--- Start of Page ---

Infosec glossary
Passwordless Authentication
Passwordless authentication is a broad term, which is why it often gets used loosely. The useful version describes authentication methods that do not require the user to enter a password as the primary secret during sign-in.
Why the term became common
Passwords create predictable problems: reuse, phishing, reset overhead, and weak user behavior. Passwordless authentication became a common term because teams wanted models that reduced those weaknesses without making sign-in harder to use.
That does not mean every passwordless method is equally strong. The umbrella is useful, but the underlying mechanism still matters.
What sits inside passwordless authentication
Passwordless authentication can include several approaches, from passkeys to certificate-backed or device-based methods. What they share is that the user is not authenticating by transmitting a reusable password to the service.
This is why good definitions of passwordless authentication point to the underlying mechanism instead of stopping at the phrase itself.

--- End of Page ---
--- Start of Material provided ---

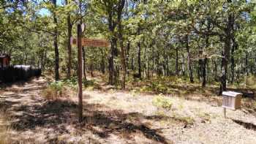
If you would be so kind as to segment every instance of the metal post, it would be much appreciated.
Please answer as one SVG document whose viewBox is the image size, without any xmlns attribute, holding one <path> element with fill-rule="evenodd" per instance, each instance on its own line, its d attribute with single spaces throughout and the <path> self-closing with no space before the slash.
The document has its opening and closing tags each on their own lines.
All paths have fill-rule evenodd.
<svg viewBox="0 0 256 144">
<path fill-rule="evenodd" d="M 79 122 L 83 120 L 83 61 L 82 61 L 82 29 L 78 24 L 78 118 Z"/>
</svg>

--- End of Material provided ---

Jobs:
A) Update the listing by replacing "metal post" with "steel post", keeping everything else the same. Leave the pictures out of your answer.
B) Write what comes next in the glossary entry on passwordless authentication, picking up after its final sentence.
The text and the listing have no connection to each other.

Task results:
A)
If you would be so kind as to segment every instance of the steel post, it would be much appreciated.
Please answer as one SVG document whose viewBox is the image size, without any xmlns attribute, holding one <path> element with fill-rule="evenodd" per instance, each instance on its own line, its d attribute with single spaces throughout and the <path> self-closing with no space before the slash.
The document has its opening and closing tags each on their own lines.
All paths have fill-rule evenodd.
<svg viewBox="0 0 256 144">
<path fill-rule="evenodd" d="M 79 122 L 83 120 L 83 61 L 82 61 L 82 29 L 78 24 L 78 118 Z"/>
</svg>

B)
- Passkeys
- Device-bound credentials
- Hardware-backed authentication
- Biometric or PIN-based local unlock of stronger credentials
How to keep the term precise
The cleanest way to explain passwordless authentication is to say what replaces the password and how that changes risk. Without that second step, the term can sound more modern than meaningful.
It is especially important to separate the umbrella from stronger subcategories like passkeys or phishing-resistant MFA, because the reader may otherwise assume more security assurance than the system actually provides.
Related reading
The term is clearer when the nearby language is clear too.
Use the pages below when you need adjacent terms, category context, or a longer explanation instead of leaving the definition to stand on its own.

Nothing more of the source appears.